In saying that without the power of state the evil men would rule over the good, they take it for granted that the good are precisely those who at the present time have power, and the bad the same who are now subjugated. But it is precisely this that has to be proved. This would be true only if in our world took place what really does not take place, but is supposed to take place, in China, namely, that the good are always in power, and that, as soon as at the helm of the government stand men who are not better than those over whom they rule, the citizens are obliged to depose them. Thus it is supposed to be in China, but in reality this is not so, and cannot be so, because, in order to overthrow the power of the violating government, it is not enough to have the right to do so

The burden of proof is something that will be talked about later on, but, as Tolstoy states, there is no good reason to think that the people who rule are the good people and the ones that are in prisons, camps, or destitute are the bad people. Tolstoy also holds up China several times in his work as a moderately progressive, or at least peaceful government, which seems alienating to us considering the Western view of Chinese empire and the colorization of this view with Maoist and post-Maoist China, though at the publishing time of this work, the emperor would soon introduce reforms so radical that the ruling class put him in house arrest and China was on a power decline that had it constantly on the defensive. The last sentence of the above quote ties into the quote below, which is another claim against revolutionaries and those who want to change the hands of power.

In order to get the power and retain it, it is necessary to love power; but love of power is not connected with goodness, but with qualities which are the opposite of goodness, such as pride, cunning, cruelty.

Just as Napoleon has to reject everything human and good in order to invade Russia or gain and maintain his power in War and Peace, rulers or those who wish to rule have to reject morality and goodness to do so because they are diametrically opposed. Interestingly, this is an acceptance of the Nietzschean dichotomy of master and slave morality, but with Tolstoy taking the other side of it by arguing that "slave morality" is the correct morality because the advancement of moral consciousness has not favored the so-called "superman" but has instead rejected this morality for the one of Jesus's Sermon on the Mount. This is why Nietzsche is reactionary while Tolstoy has a moral progressiveness to his teaching while Nietzsche tries to drag humanity backwards to its pre-Christian roots (notice that for both, the arrival of Jesus and his teachings marked an essential moment in the history of moral thought).

in the transference of the power in one state from one set of persons to another, has the power always passed into the hands of those who were better? When Louis XVI. was deposed, and Robespierre and later Napoleon ruled, who did rule? Better or worse men? And when did better men rule, when men from Versailles or from the Commune were in power? or when Charles I. or Cromwell was at the head of the government? or when Peter III was Tsar or when he was killed, and the sovereign was Catherine for one part of Russia and Pugachev for the other? Who was then evil and who good?

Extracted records
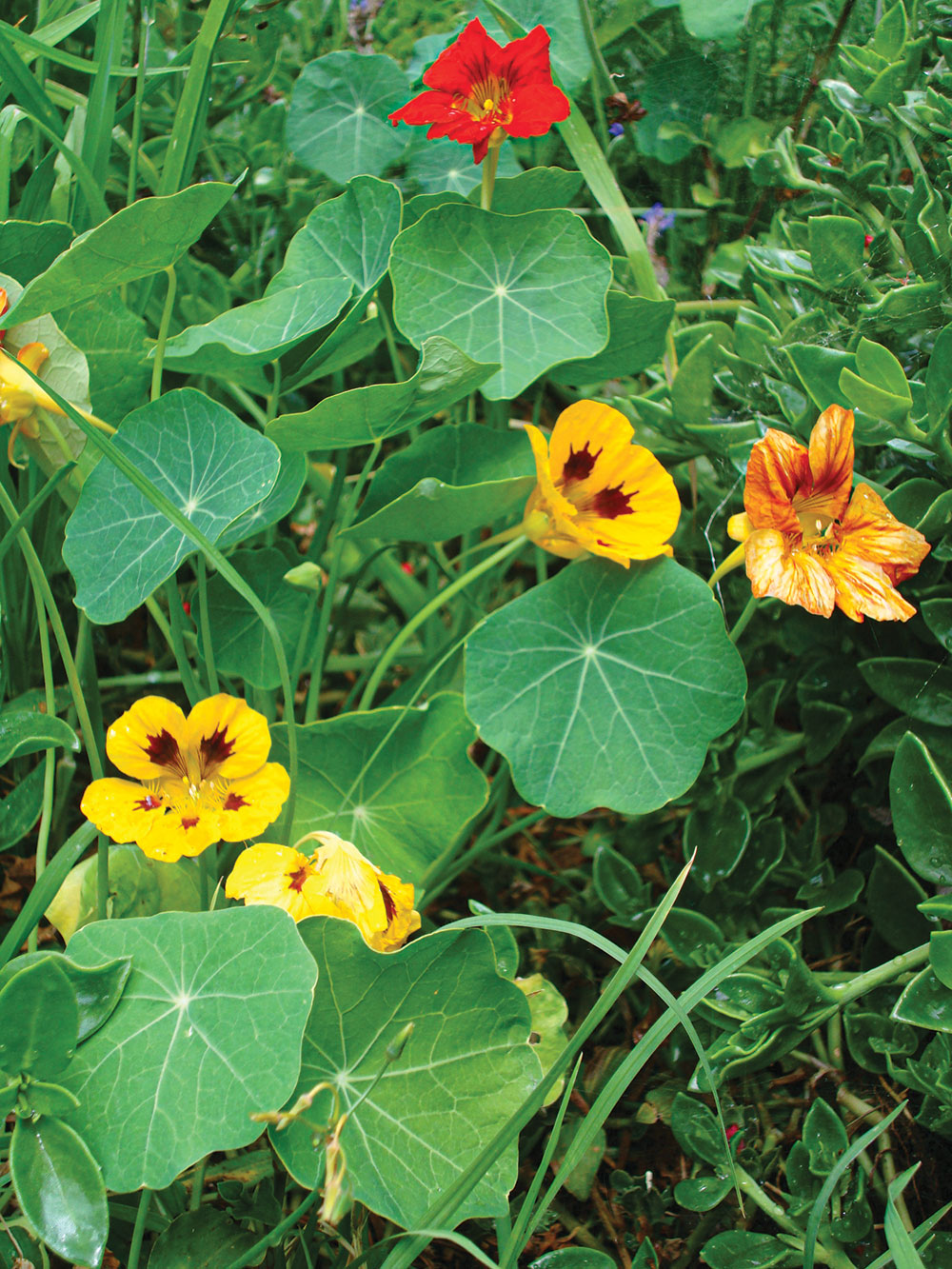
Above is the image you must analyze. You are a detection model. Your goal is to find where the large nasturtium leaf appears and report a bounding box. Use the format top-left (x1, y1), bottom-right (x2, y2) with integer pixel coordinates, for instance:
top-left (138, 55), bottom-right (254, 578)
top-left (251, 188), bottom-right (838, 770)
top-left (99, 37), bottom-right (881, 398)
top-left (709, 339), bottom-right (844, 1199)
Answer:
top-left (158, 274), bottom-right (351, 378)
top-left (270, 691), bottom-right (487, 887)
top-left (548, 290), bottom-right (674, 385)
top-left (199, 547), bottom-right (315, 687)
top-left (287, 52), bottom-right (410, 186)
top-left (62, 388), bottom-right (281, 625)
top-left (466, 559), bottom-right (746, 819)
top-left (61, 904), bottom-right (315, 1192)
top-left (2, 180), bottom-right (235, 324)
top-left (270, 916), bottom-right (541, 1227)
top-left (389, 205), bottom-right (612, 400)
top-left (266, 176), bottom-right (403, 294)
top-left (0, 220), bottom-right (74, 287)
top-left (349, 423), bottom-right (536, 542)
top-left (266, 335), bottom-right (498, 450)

---

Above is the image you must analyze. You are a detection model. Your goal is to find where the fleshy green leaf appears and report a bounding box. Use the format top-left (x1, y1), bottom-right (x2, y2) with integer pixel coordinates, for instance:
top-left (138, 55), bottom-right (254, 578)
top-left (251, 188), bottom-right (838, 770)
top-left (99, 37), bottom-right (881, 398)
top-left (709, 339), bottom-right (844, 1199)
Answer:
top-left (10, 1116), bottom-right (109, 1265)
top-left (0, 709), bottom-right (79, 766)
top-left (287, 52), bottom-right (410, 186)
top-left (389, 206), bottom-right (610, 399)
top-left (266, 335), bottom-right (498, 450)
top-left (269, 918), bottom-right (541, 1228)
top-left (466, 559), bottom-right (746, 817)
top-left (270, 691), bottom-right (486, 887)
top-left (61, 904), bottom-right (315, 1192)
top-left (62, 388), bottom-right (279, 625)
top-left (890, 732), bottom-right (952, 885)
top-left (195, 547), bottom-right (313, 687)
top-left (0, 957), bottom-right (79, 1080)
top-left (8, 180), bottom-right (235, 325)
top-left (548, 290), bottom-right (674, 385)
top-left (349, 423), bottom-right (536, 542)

...

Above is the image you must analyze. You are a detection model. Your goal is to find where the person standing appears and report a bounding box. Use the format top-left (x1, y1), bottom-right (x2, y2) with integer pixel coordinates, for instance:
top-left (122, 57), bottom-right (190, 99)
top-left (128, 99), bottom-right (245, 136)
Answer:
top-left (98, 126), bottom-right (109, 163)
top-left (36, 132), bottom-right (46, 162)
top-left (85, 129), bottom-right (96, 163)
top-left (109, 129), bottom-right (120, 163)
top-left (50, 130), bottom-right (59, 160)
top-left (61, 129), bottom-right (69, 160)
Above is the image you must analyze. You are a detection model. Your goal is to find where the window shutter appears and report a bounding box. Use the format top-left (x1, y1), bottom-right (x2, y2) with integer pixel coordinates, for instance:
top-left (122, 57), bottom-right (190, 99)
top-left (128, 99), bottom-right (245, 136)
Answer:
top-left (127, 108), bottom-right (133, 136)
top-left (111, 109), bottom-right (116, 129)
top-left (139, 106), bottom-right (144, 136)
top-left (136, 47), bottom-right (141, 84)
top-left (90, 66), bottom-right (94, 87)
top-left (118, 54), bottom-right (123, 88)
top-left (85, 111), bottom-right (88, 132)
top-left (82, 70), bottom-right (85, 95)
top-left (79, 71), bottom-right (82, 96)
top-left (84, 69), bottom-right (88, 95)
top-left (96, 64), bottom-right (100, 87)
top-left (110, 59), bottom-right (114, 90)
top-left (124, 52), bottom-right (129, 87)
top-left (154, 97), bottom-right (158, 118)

◆ Work instruction 1 ◆
According to the Tolstoy commentary, why must rulers, or those who wish to rule, reject goodness? Answer in one to three sentences.
◆ Work instruction 2 ◆
Quote the Tolstoy commentary, starting at the words "In order to get" and stopping after "pride, cunning, cruelty.".
◆ Work instruction 3 ◆
Answer these questions from the Tolstoy commentary:
(a) Which country does Tolstoy hold up several times as a moderately progressive, or at least peaceful, government?
(b) In War and Peace, which country does Napoleon invade?
(c) After Louis XVI was deposed, who ruled?

◆ Exercise answer 1 ◆
To get power and keep it, a person must love power. Love of power is tied not to goodness but to its opposites, such as pride, cunning and cruelty. Because power and goodness are diametrically opposed, anyone seeking to rule has to give up morality and goodness.

◆ Exercise answer 2 ◆
In order to get the power and retain it, it is necessary to love power; but love of power is not connected with goodness, but with qualities which are the opposite of goodness, such as pride, cunning, cruelty.

◆ Exercise answer 3 ◆
(a) China
(b) Russia
(c) Robespierre and later Napoleon